◆ **Exercise text**

+-------+

Sick of Work

It’s the morning of an 8-6 shift. Ten hours sat behind your desk procrastinating, listening to angry customers, or maybe you work outdoors and its pouring it down with rain. The comfort of your warm duvet is calling and you’ve snoozed your alarm six times already. Consciously you make the decision and reach for your phone. ‘I’m sorry, I’m not coming in today, I’ve got flu/a bad cold/my cats died/my boilers broke/my other half has locked me in the house/my cars broke down.’ There’s a myriad of excuses you can use because frankly, it’s Monday and you just can’t be arsed.

There are hundreds of us that do this every day. There’s a shortfall in holiday time, prices are rising and wages aren’t going up and despite the promises of the growing economy the little man just isn’t reaping the benefits. We’re overworked and underpaid.

The thing is, work places have started to cotton on to this. New policies are put in place, most workplaces now commonly put in place an absence policy which states an employee can only have 3 occasions of absence over a year, manager’s spy on social networks to see what their employees are up to. With a rise in unemployment people are finding themselves easily sacked and easily replaced, we have become literally just a number.

+-------+

◆ **Exercises**
• 1. Return the passage from the text on calling in sick starting at "It’s the morning" and ending at "can’t be arsed.".
• 2. In two sentences, summarize the text on calling in sick.
The records that follow the text come from a separate source.

◆ **Data excerpts**

+-------+

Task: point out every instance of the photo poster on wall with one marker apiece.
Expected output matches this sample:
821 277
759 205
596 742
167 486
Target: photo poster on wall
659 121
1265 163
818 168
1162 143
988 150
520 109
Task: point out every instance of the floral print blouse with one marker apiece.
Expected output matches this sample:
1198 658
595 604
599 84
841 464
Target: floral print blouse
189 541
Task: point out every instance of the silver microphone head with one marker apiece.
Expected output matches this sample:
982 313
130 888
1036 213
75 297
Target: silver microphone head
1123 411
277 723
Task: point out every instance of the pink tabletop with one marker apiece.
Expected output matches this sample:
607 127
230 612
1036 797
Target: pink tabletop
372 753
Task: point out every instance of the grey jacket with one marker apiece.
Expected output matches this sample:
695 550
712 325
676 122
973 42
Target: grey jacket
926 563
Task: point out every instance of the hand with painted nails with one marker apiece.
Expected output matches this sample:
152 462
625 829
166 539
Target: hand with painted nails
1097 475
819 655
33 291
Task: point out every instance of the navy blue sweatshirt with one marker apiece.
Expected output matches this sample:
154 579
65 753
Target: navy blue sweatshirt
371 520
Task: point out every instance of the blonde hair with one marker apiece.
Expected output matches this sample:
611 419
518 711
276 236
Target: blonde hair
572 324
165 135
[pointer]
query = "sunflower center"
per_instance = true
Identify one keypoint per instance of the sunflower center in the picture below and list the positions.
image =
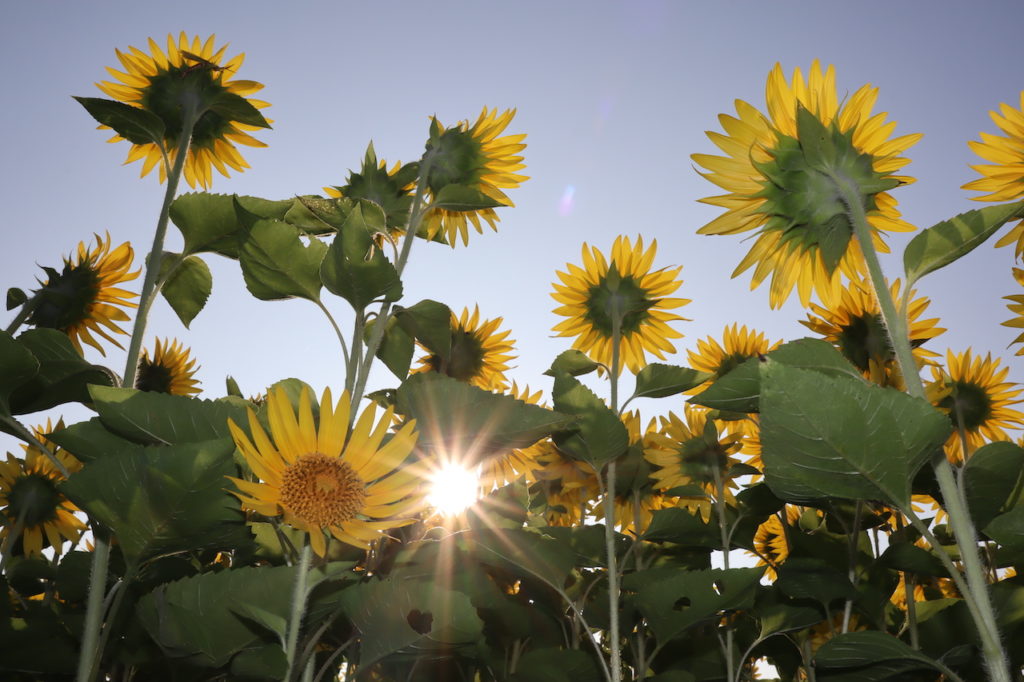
(170, 90)
(864, 338)
(465, 359)
(66, 298)
(33, 498)
(969, 402)
(323, 491)
(629, 301)
(153, 377)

+-------+

◆ **Written answers**
• 1.
It’s the morning of an 8-6 shift. Ten hours sat behind your desk procrastinating, listening to angry customers, or maybe you work outdoors and its pouring it down with rain. The comfort of your warm duvet is calling and you’ve snoozed your alarm six times already. Consciously you make the decision and reach for your phone. ‘I’m sorry, I’m not coming in today, I’ve got flu/a bad cold/my cats died/my boilers broke/my other half has locked me in the house/my cars broke down.’ There’s a myriad of excuses you can use because frankly, it’s Monday and you just can’t be arsed.

• 2. Facing a long shift on a Monday morning, a worker phones in with one of many possible excuses, as hundreds of people do every day while feeling overworked and underpaid amid rising prices and stagnant wages. Workplaces have responded with absence policies limiting employees to three occasions of absence a year and with managers watching social networks, while rising unemployment leaves people easily sacked and replaced.